- Given exercise
Format everything from the line containing "Shelf audit: locate every instance of the twin" down to the end of the items below as a numbered list, leaving out blank lines.

- Recorded information

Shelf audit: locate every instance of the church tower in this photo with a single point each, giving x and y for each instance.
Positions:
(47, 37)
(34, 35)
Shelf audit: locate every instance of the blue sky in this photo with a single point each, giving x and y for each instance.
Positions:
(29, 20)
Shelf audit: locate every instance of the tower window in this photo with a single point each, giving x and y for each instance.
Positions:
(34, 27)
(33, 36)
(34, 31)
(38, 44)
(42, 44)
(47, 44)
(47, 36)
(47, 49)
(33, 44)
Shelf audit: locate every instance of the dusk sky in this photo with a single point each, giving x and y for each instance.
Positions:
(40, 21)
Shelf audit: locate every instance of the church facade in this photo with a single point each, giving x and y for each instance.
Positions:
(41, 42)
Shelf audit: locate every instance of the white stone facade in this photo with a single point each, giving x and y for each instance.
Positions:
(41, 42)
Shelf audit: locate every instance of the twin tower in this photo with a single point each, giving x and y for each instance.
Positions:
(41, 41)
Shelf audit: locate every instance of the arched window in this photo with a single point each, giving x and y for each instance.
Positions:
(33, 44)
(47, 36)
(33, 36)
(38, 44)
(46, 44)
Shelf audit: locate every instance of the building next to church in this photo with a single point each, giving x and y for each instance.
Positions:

- Problem solution
1. Shelf audit: locate every instance of the twin tower in this photo with a single point each, giving x and y for each instance.
2. Positions:
3. (41, 41)
4. Shelf audit: locate every instance of the arched window in this photo with a single point each, giving x and y for each instance.
5. Positions:
6. (33, 44)
7. (47, 36)
8. (33, 36)
9. (38, 44)
10. (46, 44)
11. Shelf audit: locate every instance of the building next to church in this photo with a single point each, giving x and y for each instance.
12. Positions:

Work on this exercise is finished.